ASSIGNED TASK: Every line of the listing belongs in your answer exactly as written; the images do not.
★ ★ ★
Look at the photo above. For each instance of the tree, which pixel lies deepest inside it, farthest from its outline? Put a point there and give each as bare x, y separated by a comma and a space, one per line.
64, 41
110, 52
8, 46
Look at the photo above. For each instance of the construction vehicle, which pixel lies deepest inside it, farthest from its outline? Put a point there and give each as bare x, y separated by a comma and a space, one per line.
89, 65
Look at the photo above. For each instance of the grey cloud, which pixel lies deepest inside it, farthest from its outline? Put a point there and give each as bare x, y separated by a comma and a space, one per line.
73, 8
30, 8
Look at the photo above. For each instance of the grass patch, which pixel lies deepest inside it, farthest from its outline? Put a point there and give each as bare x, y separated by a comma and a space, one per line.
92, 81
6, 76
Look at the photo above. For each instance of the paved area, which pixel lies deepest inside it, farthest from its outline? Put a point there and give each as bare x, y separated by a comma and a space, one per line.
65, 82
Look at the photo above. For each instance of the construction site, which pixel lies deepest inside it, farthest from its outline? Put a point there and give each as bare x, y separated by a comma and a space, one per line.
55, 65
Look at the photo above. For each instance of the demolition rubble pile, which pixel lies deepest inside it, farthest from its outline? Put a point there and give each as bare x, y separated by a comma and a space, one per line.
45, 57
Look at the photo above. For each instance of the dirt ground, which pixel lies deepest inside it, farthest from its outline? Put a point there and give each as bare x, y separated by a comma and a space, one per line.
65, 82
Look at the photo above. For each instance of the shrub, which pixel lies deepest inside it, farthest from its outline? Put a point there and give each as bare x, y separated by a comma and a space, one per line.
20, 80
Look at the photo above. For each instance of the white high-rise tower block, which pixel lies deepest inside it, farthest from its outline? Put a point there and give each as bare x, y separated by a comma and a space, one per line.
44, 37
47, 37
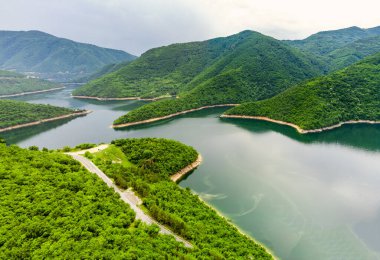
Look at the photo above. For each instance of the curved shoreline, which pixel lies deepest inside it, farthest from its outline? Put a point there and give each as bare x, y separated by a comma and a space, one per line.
75, 114
113, 99
31, 92
299, 129
182, 173
170, 116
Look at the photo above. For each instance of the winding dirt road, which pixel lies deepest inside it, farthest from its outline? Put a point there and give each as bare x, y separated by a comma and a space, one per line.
127, 196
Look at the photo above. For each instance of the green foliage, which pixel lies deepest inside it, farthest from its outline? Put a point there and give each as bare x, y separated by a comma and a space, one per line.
349, 94
16, 112
179, 68
15, 83
51, 208
341, 48
53, 58
154, 160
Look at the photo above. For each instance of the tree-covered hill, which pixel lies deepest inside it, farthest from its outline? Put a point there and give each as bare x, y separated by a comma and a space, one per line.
50, 57
12, 83
255, 67
179, 68
349, 94
14, 113
338, 49
52, 208
325, 42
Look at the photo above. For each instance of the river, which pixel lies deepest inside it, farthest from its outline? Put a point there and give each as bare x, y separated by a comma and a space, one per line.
311, 196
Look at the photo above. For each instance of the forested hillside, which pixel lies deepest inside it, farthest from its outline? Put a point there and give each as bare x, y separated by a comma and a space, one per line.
52, 208
145, 165
50, 57
179, 68
12, 83
255, 67
338, 49
349, 94
14, 113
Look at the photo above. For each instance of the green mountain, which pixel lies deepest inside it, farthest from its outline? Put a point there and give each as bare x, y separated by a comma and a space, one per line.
338, 49
325, 42
349, 94
12, 83
50, 57
14, 113
250, 66
178, 68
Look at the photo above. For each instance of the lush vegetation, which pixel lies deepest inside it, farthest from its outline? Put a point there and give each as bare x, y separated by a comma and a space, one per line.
101, 72
51, 208
53, 58
256, 67
145, 165
179, 68
338, 49
16, 112
15, 83
349, 94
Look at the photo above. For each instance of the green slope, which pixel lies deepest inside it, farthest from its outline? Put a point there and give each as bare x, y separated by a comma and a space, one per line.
101, 72
12, 83
325, 42
51, 57
16, 112
338, 49
354, 52
349, 94
179, 68
52, 208
258, 67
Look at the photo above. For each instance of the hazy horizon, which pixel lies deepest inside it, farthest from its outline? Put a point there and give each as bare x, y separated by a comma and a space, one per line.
138, 26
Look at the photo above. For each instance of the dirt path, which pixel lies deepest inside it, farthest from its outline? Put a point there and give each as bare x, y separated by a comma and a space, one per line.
127, 196
170, 116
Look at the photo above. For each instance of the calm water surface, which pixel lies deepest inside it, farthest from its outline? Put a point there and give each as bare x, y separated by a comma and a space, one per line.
304, 197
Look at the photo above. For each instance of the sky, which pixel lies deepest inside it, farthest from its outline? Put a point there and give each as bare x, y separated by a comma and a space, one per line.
138, 25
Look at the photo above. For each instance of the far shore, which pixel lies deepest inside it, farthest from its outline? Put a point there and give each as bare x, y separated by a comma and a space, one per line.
75, 114
111, 99
31, 92
182, 173
299, 129
170, 116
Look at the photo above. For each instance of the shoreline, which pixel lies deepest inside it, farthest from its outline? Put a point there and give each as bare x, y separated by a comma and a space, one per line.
185, 171
169, 116
116, 99
75, 114
31, 92
299, 129
270, 252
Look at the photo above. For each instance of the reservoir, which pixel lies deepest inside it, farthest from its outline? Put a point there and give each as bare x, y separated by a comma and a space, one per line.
313, 196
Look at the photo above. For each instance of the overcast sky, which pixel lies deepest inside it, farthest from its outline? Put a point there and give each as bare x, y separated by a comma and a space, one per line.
138, 25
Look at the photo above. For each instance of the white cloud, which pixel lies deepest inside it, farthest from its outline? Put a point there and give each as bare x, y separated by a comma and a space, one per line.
136, 26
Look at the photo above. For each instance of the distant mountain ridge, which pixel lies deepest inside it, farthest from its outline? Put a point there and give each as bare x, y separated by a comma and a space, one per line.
350, 94
239, 68
341, 48
50, 57
12, 83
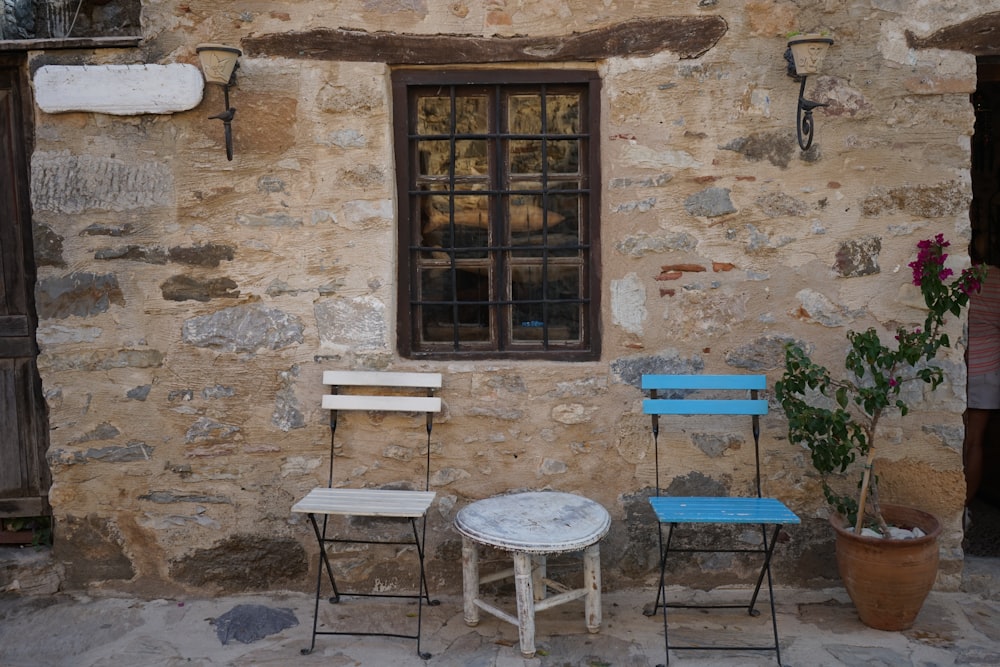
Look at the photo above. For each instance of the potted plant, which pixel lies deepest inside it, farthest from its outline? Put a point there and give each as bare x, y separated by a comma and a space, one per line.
888, 574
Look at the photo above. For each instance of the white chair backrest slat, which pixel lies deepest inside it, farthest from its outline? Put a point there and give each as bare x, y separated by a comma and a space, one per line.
382, 379
382, 403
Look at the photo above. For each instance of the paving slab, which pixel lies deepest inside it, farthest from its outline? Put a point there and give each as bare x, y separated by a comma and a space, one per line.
818, 628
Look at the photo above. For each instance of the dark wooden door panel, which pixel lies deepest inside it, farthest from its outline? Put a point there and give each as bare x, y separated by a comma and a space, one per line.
24, 474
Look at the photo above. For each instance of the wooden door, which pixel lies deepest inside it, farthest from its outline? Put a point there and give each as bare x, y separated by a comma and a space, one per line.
24, 474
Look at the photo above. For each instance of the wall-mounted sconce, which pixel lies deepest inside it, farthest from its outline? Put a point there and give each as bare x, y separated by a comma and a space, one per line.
805, 54
219, 63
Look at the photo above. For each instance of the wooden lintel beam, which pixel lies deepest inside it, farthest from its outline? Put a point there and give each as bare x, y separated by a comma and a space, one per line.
687, 36
979, 36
★ ★ ★
ANSWER TO THIS PROBLEM:
Look at the photo above. For each instance of the tree, which pixel lies deepest inside it, farthest from its outline? Put a point there and give each as bare x, y separated by a comma and a space, one per line.
64, 41
110, 52
8, 46
Look at the photo above. For each instance of the construction vehicle, which pixel lies deepest inside it, farthest from its outline? Put a point there and give each as bare x, y separated by a comma and a space, one per line.
89, 65
Look at the photo above. For each instance of the grey cloud, which pixel lies deepest inside it, farthest from its outline? Put a point there and give each as bare x, y separated by a comma and a space, one per line.
73, 8
30, 8
Look at the photo above. For each instance of the grass patch, which pixel lies deepest inside it, farthest from its outline? Put a point there and give each as bare x, y separated by a comma and a space, one per line.
92, 81
6, 76
Look at the photo above. For each instance of the paved area, which pixel lies deepest inside it, farthest from its outline? Put a point there and give each as bare x, y separated by a comma and a space, one per line.
65, 82
Look at the photo above. For each instance of the construction site, which pixel lies deepest inside it, farthest from its outline? Put a point there and give each as bare x, y separated by a comma and a space, one per line.
55, 65
Look at the photo above. For each instance of the demolition rubble pile, which pixel lies deepest inside it, farthest from its outline? Put a point there and give each as bare x, y separated by a comma and a space, one per line.
45, 57
Look at the photo above. For each instance of the dirt ground, which pixel lies deepest inside it, farthest from its outline? Put a point there and give each as bare x, y separated by a comma and a space, one per line.
65, 82
Look at the photo above. For each instance of the shrub, which pixel lies deepest inside it, farthest from its outline? Put a point there and give each as bare x, y separated by a comma and a space, one per line.
20, 80
Look at the photo above. For each instance of the white high-rise tower block, which pixel lies deepest inside it, farthest from its outline? Put a point there and give each as bare x, y separated by a comma and a space, one per line.
44, 37
47, 37
Look at the photo above. For each instance of the curved shoreline, which pixel lies deepest inside it, farthest from its outline? Put a point there and give each as bare x, y separated by a comma and a space, one per line.
75, 114
113, 99
31, 92
299, 129
182, 173
170, 116
Look at the photo above. For each instance of the winding dirt road, which pixel lies deepest inside it, farthest from its outline? Put a point there and give each as bare x, y separated by a comma and a space, one per line.
127, 196
Look at the photo above. For each instance of the green foliage, which pixel lies deepest inside it, farthest from its outline? Put a point there and give each as bare x, y separated by a comma and a space, one per line.
349, 94
16, 112
179, 68
15, 83
51, 208
341, 48
53, 58
154, 160
Look at the photo above. For each instance of the tree-covered hill, which pixel lies deepest inside it, farthest from its outline? Put a point there and give each as bare x, y separated by a comma and a space, one per line.
50, 57
12, 83
255, 67
179, 68
349, 94
14, 113
338, 49
52, 208
325, 42
Look at the photo above. For each instance of the river, which pixel lies deepest inside it, farthest from its outline? Put a point there and give each as bare x, y separated by a comma and a space, one per line.
311, 196
Look at the photo above. For each instance of the forested hillside, which pixel lies deepest inside it, farthest from its outline? Put a point there and give each as bare x, y separated by a comma and a space, one per line.
52, 208
145, 165
50, 57
179, 68
12, 83
255, 67
338, 49
349, 94
14, 113
Look at the photo above. For each instance of the green mountain, which pixel lies deepest inside it, farthest from its outline? Put a point there and give each as bare x, y separated by a comma and a space, one per line.
338, 49
325, 42
349, 94
12, 83
50, 57
14, 113
250, 66
178, 68
Look at the photo above. For each instance of the lush vegetation, which pixel lies deepest inside it, farthest from its outline? Put a point there and give each as bare x, y separated by a comma and a space, one per line.
101, 72
51, 208
53, 58
256, 67
145, 165
179, 68
338, 49
16, 112
15, 83
349, 94
Look at the photo above. For each instance of the green slope, which pixel lies deepest inside it, farthest from its outline? Put a point there and give each as bare x, y separated by a comma and a space, one per line.
101, 72
12, 83
325, 42
51, 57
16, 112
338, 49
354, 52
349, 94
179, 68
52, 208
258, 67
Look at the photo above. For each instance of the hazy horizon, which pixel lies deepest inside it, farthest from its outline? Put a point there and give each as bare x, y separated by a comma and a space, one per line.
138, 26
Look at the photo above. For each instance of the dirt path, which pixel lies deepest inside it, farthest from its outline? Put a point there and give each as bare x, y separated by a comma and a space, one per line.
127, 196
170, 116
Look at the photo above. For each instance of the calm water surface, which pixel lies deepest inside it, farthest from its outline? Put a point there and give each as bare x, y separated by a comma and a space, one per line.
304, 197
Look at the photo above. For each instance of the sky, which pixel lies deepest inside it, farthest from its outline? Put a point there and give each as bare x, y separated by a comma and a space, one per line.
138, 25
Look at the photo above. For each instance of the far shore, which pixel lies deepest inside it, farthest from its outline? Put a point there and give each as bare x, y separated by a comma and a space, one per line.
75, 114
111, 99
31, 92
182, 173
299, 129
170, 116
Look at the photo above. For each instance of the shoreline, which pixel lies deepest inside it, farthest from its outline? Put a point there and give each as bare x, y separated by a comma and a space, one per line.
185, 171
169, 116
116, 99
75, 114
31, 92
299, 129
270, 252
Look at the photo above. For each instance of the reservoir, which pixel lies deepest inside it, farthest from its outline? Put a point there and give each as bare x, y separated by a comma and a space, one per line.
313, 196
Look at the photo above. For each instance of the overcast sky, which pixel lies deepest inside it, farthest from its outline? Put a point there and give each as bare x, y separated by a comma and a space, one per line.
138, 25
Look at the photo above. For each instance of the white cloud, which pixel lies deepest inside it, farthest from its outline? Put a point there and give each as bare x, y separated by a comma and a space, one per line.
136, 26
Look at the photo above. For each instance of the distant mountain ridge, which pixel lies deepest inside it, farthest from its outline? Put a point there and give each as bare x, y separated by a comma and a space, one per line.
350, 94
239, 68
341, 48
50, 57
12, 83
Look at the photo above. For each instance of the potted plant, which pixel lies deepest inside it, farthest from its outline? Put a point there and give each as bare x, y separated by a comma and a space, one per line.
888, 574
Look at the photo above. For each instance of the white chair backrest slat, which pixel lies deepest inside it, farthest from its outline? Put a point there and give each as bare x, y separated by a comma and a space, one per line.
382, 379
382, 403
Look at the photo above. For each instance of the paving slab, which pixel lies deepest inside it, farthest from its outline? Put a point there and give each as bare x, y separated by a comma and a space, one per line.
818, 628
Look at the photo above. For each instance of the dark wooden door panel, which pixel lies deepest inside it, farthest from its outline? Put a point there and give each as bare x, y separated by a comma and a space, one per line.
24, 474
Look at the photo above. For each instance of the wooden door, which pixel lies deepest inside it, farthest from its outline? Put a point there and give each as bare x, y separated by a comma and a space, one per line.
24, 474
Look at the photo above. For each instance of the wall-mounted sconce, which pixel lies deepest inside it, farthest from its outline? Put a point there and give each as bare x, y separated by a comma and a space, one per line.
805, 54
219, 63
Look at the photo above. For each instance of the wooden lintel beam, which pixel lies deepest inside it, farthest from its outline? Put a point there and give each as bare x, y separated by a comma and a space, one per line.
687, 36
979, 36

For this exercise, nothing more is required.